Without the pictures, give the listing below again exactly.
━━━ DATA FOR THIS EXERCISE
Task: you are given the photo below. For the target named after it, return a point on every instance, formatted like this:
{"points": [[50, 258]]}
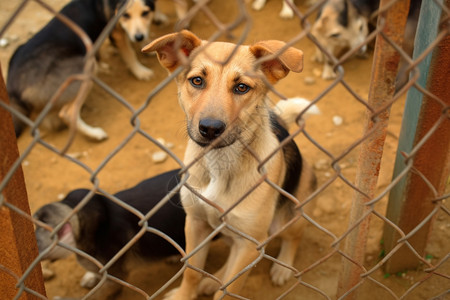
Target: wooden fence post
{"points": [[410, 201], [18, 247], [381, 92]]}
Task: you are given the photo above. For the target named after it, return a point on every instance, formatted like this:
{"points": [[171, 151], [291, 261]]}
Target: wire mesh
{"points": [[143, 118]]}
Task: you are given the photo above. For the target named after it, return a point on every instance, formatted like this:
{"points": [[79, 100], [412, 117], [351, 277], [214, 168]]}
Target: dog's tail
{"points": [[289, 109], [23, 108]]}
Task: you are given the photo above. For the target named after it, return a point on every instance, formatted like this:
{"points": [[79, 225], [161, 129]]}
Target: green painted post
{"points": [[410, 201]]}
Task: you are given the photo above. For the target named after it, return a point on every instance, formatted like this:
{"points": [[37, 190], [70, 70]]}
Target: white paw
{"points": [[97, 133], [287, 13], [177, 294], [171, 295], [280, 274], [89, 280], [142, 73], [160, 18], [328, 72], [208, 286], [258, 4]]}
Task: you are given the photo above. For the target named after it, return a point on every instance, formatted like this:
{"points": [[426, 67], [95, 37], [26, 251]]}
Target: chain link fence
{"points": [[380, 150]]}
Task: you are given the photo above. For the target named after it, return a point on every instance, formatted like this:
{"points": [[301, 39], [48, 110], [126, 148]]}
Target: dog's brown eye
{"points": [[335, 35], [197, 82], [241, 89]]}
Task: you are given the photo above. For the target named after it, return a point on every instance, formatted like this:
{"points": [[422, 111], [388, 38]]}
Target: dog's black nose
{"points": [[210, 128], [139, 37]]}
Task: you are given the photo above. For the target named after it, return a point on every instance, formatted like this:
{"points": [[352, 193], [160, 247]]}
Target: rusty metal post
{"points": [[381, 92], [410, 202], [18, 247]]}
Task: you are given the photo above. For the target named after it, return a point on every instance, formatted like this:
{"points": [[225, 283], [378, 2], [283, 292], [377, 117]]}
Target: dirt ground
{"points": [[49, 177]]}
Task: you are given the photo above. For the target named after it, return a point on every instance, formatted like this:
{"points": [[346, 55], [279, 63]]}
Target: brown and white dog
{"points": [[341, 25], [232, 153]]}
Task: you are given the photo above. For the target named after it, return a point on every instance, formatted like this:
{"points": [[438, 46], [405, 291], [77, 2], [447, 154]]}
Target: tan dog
{"points": [[339, 28], [232, 130]]}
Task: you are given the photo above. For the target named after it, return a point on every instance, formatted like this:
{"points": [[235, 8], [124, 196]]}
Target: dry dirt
{"points": [[48, 176]]}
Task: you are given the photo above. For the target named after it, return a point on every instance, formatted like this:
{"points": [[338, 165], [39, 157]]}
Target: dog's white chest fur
{"points": [[231, 174]]}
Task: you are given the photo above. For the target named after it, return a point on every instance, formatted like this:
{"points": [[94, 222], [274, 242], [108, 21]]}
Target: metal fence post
{"points": [[18, 247], [411, 200], [381, 92]]}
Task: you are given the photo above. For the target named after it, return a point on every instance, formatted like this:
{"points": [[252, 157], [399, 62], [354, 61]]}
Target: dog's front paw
{"points": [[178, 294], [89, 280], [258, 4], [328, 72], [96, 133], [208, 286], [287, 13], [280, 274], [142, 73]]}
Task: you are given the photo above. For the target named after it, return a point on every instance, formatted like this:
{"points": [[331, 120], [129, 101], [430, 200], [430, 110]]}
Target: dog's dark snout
{"points": [[210, 128], [139, 37]]}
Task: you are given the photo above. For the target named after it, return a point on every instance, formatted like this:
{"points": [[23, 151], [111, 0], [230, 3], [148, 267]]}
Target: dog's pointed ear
{"points": [[172, 47], [277, 68]]}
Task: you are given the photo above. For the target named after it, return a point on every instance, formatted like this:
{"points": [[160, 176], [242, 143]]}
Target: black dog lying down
{"points": [[101, 228]]}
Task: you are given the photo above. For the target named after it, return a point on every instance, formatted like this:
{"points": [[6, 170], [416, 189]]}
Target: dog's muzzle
{"points": [[211, 129]]}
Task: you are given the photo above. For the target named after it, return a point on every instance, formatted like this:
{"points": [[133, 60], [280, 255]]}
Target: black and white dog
{"points": [[102, 228], [39, 67]]}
━━━━━━
▸ SOLUTION TO THIS PROBLEM
Task: you are given the photo below. For the target named after it, return a point on every instance, formatted like this:
{"points": [[50, 258]]}
Target: wooden fence post
{"points": [[410, 201], [18, 247], [381, 92]]}
Task: you are given the photo above. For the target named after it, return a point on every instance, formatted like this:
{"points": [[171, 151], [291, 261]]}
Target: wire mesh
{"points": [[143, 118]]}
Task: you are given the photo above. For the target named after it, return a point on every instance, formatted like this:
{"points": [[79, 100], [412, 117], [351, 277], [214, 168]]}
Target: dog's tail
{"points": [[289, 109], [23, 108]]}
Task: you are given the photo above. For the target named after it, return a point on every instance, formatted like this:
{"points": [[79, 225], [161, 129]]}
Target: green painted post
{"points": [[410, 201]]}
Task: you are given the photo above. For the target named after it, return a point on every instance, formatted like this:
{"points": [[37, 190], [70, 70]]}
Target: white paw
{"points": [[97, 133], [287, 13], [177, 294], [171, 295], [280, 274], [89, 280], [142, 73], [160, 18], [328, 72], [208, 286], [258, 4]]}
Task: you are given the photo above. For the target named after it, return a point on every instance, formatted like this:
{"points": [[426, 67], [95, 37], [26, 251]]}
Target: chain link fence
{"points": [[380, 150]]}
Task: you are given the photo above. For the target named after it, return a point on every instance, formatted like this:
{"points": [[301, 39], [48, 110], [126, 148]]}
Target: dog's brown eye
{"points": [[335, 35], [197, 82], [241, 89]]}
Task: you are given the photo above. For the target named after it, return a point on every instance, formatted like this:
{"points": [[422, 111], [388, 38]]}
Target: dog's black nose
{"points": [[210, 128], [139, 37]]}
Task: you are given the photo above. For the target named after it, return a point on every instance, formatted like this:
{"points": [[352, 193], [160, 247]]}
Target: rusty metal post
{"points": [[381, 92], [410, 202], [18, 247]]}
Task: you are given the photo above. For the target named after it, return a point on every instance, formatted like this:
{"points": [[225, 283], [378, 2], [283, 292], [377, 117]]}
Target: dirt ground
{"points": [[49, 177]]}
Task: you are given the photo above. For the target named after it, return a point on every instance, formatted like this:
{"points": [[346, 55], [279, 63]]}
Target: brown and white dog
{"points": [[341, 25], [232, 153]]}
Task: you are given the photo above. For the target named after it, return a point on every instance, formatted like this:
{"points": [[438, 46], [405, 291], [77, 2], [447, 154]]}
Target: tan dog
{"points": [[339, 28], [232, 130]]}
Task: you are given the photo above. For the target named after it, return a point on every instance, formatted like this:
{"points": [[235, 8], [124, 196]]}
Target: dry dirt
{"points": [[48, 176]]}
Task: you are given the photo above. For the target named after it, return a point on every instance, formatted like this:
{"points": [[338, 165], [39, 157]]}
Target: dog's white chest fur
{"points": [[231, 174]]}
Task: you are given the photo above. For the target named after it, return a point on every instance, formatted like this:
{"points": [[94, 222], [274, 242], [108, 21]]}
Target: metal fence post
{"points": [[18, 247], [411, 200], [381, 92]]}
Task: you are given the photo above. For the target named after it, return a point on every instance, formatted like this:
{"points": [[252, 157], [399, 62], [354, 61]]}
Target: dog's front paw
{"points": [[178, 294], [89, 280], [258, 4], [328, 72], [96, 133], [208, 286], [287, 13], [280, 274], [142, 73]]}
Task: you are given the photo above. For the target named after it, return a point on every instance, formatted like this:
{"points": [[331, 120], [129, 101], [430, 200], [430, 110]]}
Target: dog's dark snout
{"points": [[210, 128], [139, 37]]}
Task: you are given the photo above. For the target named after it, return a point on every instance, formatted like this:
{"points": [[23, 151], [111, 0], [230, 3], [148, 267]]}
Target: dog's pointed ear
{"points": [[172, 47], [277, 68]]}
Task: you are given the photo above. For the target named after it, return a point on every instance, formatted like this:
{"points": [[160, 176], [242, 143]]}
Target: black dog lying down
{"points": [[101, 228]]}
Task: you are given the photo above. For the target named after it, return a point on every instance, formatted like this:
{"points": [[6, 170], [416, 189]]}
Target: dog's muzzle
{"points": [[211, 129]]}
Task: you are given the photo above. For the target named after it, return a point on every instance, formatted like this:
{"points": [[133, 60], [280, 255]]}
Target: black and white dog
{"points": [[102, 228], [39, 67]]}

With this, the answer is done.